> Aim of the exercise:
Pull out each line in the listing below that contains the string "puddle", and copy those lines in full.

> Records provided:
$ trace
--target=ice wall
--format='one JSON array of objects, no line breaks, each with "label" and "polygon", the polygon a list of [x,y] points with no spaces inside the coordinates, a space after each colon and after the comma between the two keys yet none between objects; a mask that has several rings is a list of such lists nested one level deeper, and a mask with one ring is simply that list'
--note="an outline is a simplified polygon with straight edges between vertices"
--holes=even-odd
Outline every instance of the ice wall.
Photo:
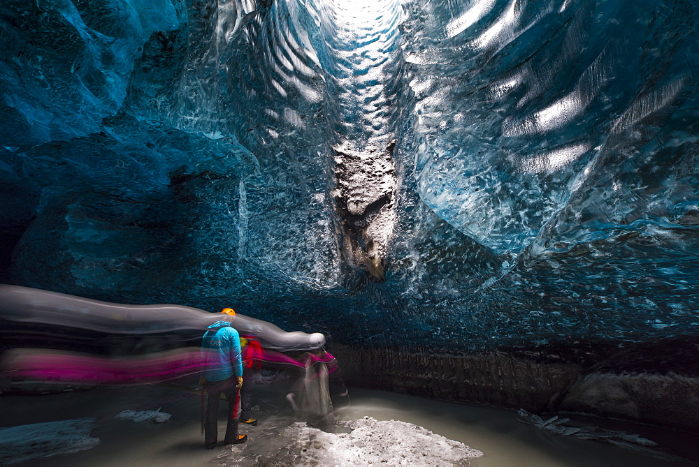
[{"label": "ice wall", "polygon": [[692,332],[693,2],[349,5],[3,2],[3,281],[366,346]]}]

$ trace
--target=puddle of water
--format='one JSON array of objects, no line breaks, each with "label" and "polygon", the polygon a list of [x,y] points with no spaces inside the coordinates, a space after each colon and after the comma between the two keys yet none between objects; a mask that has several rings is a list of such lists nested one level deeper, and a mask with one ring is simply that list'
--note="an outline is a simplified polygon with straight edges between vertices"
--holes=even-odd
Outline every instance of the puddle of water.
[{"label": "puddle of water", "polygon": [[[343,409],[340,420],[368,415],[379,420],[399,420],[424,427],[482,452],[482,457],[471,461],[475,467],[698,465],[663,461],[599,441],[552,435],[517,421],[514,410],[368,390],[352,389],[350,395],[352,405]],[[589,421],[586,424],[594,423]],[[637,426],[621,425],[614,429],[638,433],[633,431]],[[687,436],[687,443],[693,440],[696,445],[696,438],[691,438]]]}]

==

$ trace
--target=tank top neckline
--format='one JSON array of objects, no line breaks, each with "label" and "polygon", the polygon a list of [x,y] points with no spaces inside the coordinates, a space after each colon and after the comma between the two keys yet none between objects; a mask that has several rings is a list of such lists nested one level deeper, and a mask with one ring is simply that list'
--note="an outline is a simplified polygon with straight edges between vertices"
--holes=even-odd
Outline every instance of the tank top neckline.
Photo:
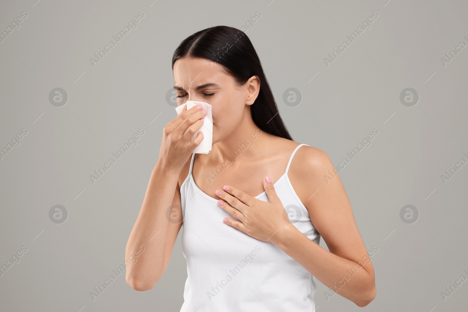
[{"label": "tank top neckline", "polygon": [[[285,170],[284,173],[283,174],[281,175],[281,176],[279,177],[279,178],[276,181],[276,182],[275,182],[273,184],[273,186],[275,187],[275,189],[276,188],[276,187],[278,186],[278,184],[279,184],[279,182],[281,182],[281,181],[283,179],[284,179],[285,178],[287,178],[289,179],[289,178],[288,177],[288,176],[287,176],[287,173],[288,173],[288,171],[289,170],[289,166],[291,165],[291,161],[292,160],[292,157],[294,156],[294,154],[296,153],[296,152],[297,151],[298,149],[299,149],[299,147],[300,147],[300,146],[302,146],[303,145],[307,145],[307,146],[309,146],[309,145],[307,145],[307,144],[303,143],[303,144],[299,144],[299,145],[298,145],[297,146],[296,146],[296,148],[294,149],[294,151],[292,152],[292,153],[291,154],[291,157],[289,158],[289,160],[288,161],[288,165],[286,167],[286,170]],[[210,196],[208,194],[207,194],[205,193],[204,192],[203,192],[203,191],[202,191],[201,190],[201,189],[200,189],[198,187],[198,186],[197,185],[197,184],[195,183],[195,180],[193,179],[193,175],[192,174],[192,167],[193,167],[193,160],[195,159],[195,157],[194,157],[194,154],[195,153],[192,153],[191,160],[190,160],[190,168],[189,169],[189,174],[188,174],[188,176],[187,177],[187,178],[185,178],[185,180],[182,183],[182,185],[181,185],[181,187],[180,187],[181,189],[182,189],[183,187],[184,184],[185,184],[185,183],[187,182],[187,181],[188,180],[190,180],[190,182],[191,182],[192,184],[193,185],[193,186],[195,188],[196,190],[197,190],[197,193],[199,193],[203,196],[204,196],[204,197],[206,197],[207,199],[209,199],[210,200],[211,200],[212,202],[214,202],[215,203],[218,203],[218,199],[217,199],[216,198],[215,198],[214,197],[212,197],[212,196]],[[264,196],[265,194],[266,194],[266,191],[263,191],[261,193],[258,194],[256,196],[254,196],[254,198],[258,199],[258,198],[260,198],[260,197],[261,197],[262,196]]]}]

* * *

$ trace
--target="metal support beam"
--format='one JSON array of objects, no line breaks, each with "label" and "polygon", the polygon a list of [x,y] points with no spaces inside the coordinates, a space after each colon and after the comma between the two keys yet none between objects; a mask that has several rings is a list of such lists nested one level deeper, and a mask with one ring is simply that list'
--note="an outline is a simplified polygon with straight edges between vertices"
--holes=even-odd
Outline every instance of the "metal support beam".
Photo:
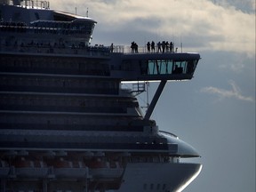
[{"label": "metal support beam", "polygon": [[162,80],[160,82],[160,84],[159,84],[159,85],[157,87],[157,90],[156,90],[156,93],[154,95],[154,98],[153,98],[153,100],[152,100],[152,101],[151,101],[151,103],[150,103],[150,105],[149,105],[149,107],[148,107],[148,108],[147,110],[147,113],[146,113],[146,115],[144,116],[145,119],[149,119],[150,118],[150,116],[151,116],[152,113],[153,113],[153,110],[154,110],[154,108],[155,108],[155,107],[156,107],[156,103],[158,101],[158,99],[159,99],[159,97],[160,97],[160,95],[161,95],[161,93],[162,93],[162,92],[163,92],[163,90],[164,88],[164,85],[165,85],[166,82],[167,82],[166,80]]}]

> Written solution:
--target=puddle of water
Outline every instance of the puddle of water.
[{"label": "puddle of water", "polygon": [[[343,409],[340,420],[368,415],[379,420],[399,420],[424,427],[482,452],[482,457],[471,461],[475,467],[698,465],[663,461],[599,441],[552,435],[517,421],[514,410],[368,390],[352,389],[350,395],[352,405]],[[589,421],[586,424],[594,423]],[[637,426],[621,425],[614,429],[638,433],[633,431]],[[687,436],[687,443],[693,440],[696,445],[696,438],[691,438]]]}]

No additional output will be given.